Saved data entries
= Beginning of Section =
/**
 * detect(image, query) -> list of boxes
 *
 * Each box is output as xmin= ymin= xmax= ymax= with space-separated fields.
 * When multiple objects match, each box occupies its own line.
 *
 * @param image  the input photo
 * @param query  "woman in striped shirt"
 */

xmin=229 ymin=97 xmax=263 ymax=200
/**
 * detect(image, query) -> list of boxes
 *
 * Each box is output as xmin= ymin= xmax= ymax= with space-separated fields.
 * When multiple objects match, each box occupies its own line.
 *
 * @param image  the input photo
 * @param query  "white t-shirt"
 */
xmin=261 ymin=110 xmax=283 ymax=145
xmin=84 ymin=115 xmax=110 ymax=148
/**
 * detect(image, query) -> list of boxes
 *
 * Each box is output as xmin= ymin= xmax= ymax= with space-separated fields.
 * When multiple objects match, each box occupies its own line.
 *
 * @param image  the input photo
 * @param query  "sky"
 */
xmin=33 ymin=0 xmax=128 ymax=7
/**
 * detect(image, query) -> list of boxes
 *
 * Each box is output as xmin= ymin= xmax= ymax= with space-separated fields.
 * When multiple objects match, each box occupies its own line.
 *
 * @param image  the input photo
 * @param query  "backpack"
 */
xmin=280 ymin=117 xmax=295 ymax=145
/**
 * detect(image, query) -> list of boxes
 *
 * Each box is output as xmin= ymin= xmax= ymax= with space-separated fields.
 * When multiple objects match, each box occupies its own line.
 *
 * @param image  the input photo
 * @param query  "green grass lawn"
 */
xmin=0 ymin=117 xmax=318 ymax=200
= End of Section =
• [Brief]
An exact copy of every record above is required.

• [Task response]
/**
 * detect(image, query) -> list of boxes
 *
 * Each box is output as xmin= ymin= xmax= ymax= with space-separated fields.
 * When multiple objects match, each box occupies its own line.
 *
 * @param image  the input photo
 * @param query  "woman in striped shirt"
 */

xmin=229 ymin=97 xmax=263 ymax=200
/**
 * detect(image, query) -> list of boxes
 *
 * Each box is output as xmin= ymin= xmax= ymax= with space-separated fields.
 * When multiple objects match, each box occupies its own line.
 *
 * @param image  the input photo
 * @param query  "white t-shirt"
 */
xmin=261 ymin=110 xmax=283 ymax=145
xmin=84 ymin=115 xmax=110 ymax=148
/**
 * detect(image, query) -> list of boxes
 *
 * Each box is output as xmin= ymin= xmax= ymax= with space-separated fields.
 * When multiple objects match, each box occupies its own line.
 *
 * @param image  the input photo
 * @param query  "sky"
 */
xmin=33 ymin=0 xmax=128 ymax=7
/**
 * detect(image, query) -> list of boxes
 *
 * Each box is output as xmin= ymin= xmax= ymax= with space-separated fields.
 * When multiple objects match, each box occupies its own line.
 *
 * @param image  the input photo
 * @param query  "backpack"
 */
xmin=280 ymin=117 xmax=295 ymax=145
/**
 * detect(image, query) -> list of boxes
 *
 * Each box is output as xmin= ymin= xmax= ymax= with space-separated fields.
 * When multiple objects match, each box occupies its own line.
 *
 * @param image  the input photo
 * @param query  "green grass lawn"
 */
xmin=0 ymin=117 xmax=318 ymax=200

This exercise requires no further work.